Retype only what runs from the line that contains "Target: green stem" through the last line of the listing below, both lines included.

[Supplied records]
-- Start --

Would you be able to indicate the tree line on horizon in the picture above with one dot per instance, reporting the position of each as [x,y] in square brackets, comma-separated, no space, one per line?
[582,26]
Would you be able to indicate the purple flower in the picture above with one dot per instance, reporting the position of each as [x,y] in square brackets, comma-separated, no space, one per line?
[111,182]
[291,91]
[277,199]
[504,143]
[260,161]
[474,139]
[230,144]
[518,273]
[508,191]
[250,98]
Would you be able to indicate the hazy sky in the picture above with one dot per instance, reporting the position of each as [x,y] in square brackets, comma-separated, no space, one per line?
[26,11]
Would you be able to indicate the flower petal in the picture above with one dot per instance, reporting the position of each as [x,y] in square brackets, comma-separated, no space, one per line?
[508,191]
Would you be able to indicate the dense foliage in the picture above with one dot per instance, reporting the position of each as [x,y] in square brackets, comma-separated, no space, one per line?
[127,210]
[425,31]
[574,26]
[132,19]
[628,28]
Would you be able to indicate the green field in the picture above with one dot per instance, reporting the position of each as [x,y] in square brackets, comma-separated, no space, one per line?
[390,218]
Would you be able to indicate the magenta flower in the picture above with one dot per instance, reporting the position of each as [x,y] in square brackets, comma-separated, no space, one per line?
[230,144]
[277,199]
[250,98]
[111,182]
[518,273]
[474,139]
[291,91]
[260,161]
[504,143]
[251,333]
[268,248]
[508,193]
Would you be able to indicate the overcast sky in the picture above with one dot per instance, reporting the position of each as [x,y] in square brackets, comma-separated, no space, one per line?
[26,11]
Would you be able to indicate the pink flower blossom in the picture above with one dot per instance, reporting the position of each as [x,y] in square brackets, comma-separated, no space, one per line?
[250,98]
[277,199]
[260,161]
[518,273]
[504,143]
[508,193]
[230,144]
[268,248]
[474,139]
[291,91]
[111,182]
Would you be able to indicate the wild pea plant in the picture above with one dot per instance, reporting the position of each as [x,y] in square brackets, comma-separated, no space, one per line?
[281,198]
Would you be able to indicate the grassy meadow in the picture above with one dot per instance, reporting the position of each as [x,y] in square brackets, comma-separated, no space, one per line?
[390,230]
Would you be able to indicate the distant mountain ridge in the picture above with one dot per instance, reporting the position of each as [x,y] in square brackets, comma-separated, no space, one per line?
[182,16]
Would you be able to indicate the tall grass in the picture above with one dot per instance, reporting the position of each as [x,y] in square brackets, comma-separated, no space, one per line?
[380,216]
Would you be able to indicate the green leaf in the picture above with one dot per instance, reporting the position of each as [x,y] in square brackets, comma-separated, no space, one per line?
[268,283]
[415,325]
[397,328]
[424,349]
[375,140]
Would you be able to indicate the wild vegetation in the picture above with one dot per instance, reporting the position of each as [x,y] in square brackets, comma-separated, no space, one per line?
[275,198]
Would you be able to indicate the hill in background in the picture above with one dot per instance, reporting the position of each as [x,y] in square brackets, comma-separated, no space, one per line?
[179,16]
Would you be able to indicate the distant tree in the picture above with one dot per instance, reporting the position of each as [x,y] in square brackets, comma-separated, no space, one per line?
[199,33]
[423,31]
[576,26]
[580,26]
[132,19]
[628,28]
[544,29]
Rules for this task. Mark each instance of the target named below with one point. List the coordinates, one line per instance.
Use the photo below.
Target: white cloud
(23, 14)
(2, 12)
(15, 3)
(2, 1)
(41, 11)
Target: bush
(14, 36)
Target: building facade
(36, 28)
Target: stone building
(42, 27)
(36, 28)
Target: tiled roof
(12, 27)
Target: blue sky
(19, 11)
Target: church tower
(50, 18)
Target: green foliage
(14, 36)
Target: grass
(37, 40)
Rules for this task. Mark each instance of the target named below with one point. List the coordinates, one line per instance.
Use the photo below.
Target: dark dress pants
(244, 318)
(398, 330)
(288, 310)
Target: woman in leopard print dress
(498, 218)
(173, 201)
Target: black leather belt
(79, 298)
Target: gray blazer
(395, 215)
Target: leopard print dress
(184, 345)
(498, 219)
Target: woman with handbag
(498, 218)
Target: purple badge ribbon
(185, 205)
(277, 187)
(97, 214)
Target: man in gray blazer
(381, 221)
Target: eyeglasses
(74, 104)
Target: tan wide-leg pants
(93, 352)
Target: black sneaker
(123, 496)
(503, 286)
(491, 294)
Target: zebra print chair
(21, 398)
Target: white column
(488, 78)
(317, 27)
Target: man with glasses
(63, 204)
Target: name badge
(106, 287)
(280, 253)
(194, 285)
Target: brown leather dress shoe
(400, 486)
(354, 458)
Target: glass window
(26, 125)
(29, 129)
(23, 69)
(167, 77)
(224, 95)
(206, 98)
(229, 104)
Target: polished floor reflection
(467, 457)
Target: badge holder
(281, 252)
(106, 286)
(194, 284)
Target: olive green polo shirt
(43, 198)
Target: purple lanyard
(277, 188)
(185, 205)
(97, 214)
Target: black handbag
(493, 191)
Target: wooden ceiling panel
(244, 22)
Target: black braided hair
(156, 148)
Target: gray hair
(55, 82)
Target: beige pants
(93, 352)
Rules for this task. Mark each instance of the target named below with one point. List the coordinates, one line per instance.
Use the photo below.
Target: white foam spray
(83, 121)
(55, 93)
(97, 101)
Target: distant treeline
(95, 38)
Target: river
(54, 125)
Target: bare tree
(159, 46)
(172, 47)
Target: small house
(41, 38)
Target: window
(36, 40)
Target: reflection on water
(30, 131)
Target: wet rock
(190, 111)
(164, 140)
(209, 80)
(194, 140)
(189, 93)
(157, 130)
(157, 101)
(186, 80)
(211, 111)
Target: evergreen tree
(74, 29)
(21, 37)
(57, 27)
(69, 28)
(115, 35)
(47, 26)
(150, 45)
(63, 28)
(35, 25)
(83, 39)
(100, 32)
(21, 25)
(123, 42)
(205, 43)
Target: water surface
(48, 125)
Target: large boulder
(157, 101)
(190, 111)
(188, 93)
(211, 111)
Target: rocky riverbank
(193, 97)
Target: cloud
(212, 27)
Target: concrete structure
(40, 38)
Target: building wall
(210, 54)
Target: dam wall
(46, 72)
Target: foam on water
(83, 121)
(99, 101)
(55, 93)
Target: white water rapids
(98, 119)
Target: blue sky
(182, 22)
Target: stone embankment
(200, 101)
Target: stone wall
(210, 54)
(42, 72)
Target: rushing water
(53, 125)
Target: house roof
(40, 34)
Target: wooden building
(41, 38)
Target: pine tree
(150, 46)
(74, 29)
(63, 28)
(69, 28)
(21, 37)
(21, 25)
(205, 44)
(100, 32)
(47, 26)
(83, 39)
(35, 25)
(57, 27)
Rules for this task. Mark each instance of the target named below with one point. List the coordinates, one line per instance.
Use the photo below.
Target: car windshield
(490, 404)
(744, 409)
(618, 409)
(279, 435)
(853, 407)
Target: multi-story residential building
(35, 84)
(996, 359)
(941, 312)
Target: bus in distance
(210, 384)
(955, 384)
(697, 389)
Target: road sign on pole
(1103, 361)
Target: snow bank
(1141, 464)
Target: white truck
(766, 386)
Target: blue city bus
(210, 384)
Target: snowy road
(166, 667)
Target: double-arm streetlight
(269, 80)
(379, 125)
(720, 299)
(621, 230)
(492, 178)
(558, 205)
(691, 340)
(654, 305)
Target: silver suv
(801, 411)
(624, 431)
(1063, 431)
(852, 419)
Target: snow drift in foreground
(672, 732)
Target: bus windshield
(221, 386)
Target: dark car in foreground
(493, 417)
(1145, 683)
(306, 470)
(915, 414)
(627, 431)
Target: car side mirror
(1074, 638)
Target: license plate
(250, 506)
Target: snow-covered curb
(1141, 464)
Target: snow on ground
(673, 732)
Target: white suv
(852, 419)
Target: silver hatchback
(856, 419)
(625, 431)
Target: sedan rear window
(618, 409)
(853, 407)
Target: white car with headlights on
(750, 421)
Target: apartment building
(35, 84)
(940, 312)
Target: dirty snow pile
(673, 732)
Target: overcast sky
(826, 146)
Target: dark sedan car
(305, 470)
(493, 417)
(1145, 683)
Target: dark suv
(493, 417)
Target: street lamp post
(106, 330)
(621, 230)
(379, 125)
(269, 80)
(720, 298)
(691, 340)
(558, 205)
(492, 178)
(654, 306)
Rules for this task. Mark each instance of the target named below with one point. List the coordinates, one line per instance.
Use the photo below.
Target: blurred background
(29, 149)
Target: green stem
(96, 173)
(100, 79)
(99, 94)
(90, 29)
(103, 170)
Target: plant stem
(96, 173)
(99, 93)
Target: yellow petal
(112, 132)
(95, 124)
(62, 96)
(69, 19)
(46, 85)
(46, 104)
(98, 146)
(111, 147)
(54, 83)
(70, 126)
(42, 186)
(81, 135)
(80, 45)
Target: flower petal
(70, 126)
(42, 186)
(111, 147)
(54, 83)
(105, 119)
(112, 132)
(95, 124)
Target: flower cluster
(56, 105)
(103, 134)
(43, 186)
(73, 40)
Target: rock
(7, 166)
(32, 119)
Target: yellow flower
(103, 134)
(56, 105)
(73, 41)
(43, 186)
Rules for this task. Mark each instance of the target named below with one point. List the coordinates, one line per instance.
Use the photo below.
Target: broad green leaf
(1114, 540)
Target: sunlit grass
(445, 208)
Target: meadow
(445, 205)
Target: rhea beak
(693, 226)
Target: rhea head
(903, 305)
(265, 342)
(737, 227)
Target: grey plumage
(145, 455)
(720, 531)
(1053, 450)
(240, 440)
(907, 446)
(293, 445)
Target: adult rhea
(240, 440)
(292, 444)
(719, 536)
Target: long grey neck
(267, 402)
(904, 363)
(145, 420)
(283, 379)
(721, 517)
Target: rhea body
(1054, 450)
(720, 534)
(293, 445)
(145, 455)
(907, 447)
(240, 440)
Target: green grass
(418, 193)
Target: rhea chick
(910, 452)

-- End --

[Final result]
Target: green stem
(96, 173)
(100, 79)
(99, 94)
(90, 29)
(103, 170)
Target: plant stem
(96, 173)
(99, 93)
Target: yellow petal
(112, 132)
(95, 124)
(62, 96)
(69, 19)
(46, 85)
(46, 104)
(98, 146)
(111, 147)
(54, 83)
(70, 126)
(42, 186)
(81, 135)
(80, 45)
Target: flower petal
(70, 126)
(42, 186)
(111, 147)
(54, 83)
(105, 119)
(112, 132)
(95, 124)
Target: flower cluster
(56, 105)
(103, 134)
(43, 186)
(73, 40)
Target: rock
(7, 166)
(32, 119)
Target: yellow flower
(103, 134)
(56, 105)
(73, 41)
(43, 186)
Rules for this task. Mark each instance of the target named below with one point. List the coordinates, one line per instance.
Use the photo below.
Target: broad green leaf
(1114, 540)
Target: sunlit grass
(445, 208)
Target: meadow
(445, 205)
Target: rhea beak
(693, 226)
Target: rhea head
(903, 305)
(265, 342)
(737, 227)
Target: grey plumage
(145, 455)
(720, 531)
(1053, 450)
(240, 440)
(907, 446)
(293, 445)
Target: adult rhea
(240, 440)
(292, 444)
(719, 536)
Target: long grey neck
(267, 402)
(904, 363)
(145, 420)
(283, 379)
(721, 517)
Target: rhea body
(1054, 450)
(720, 534)
(293, 445)
(145, 455)
(907, 447)
(240, 440)
Target: green grass
(418, 193)
Target: rhea chick
(910, 452)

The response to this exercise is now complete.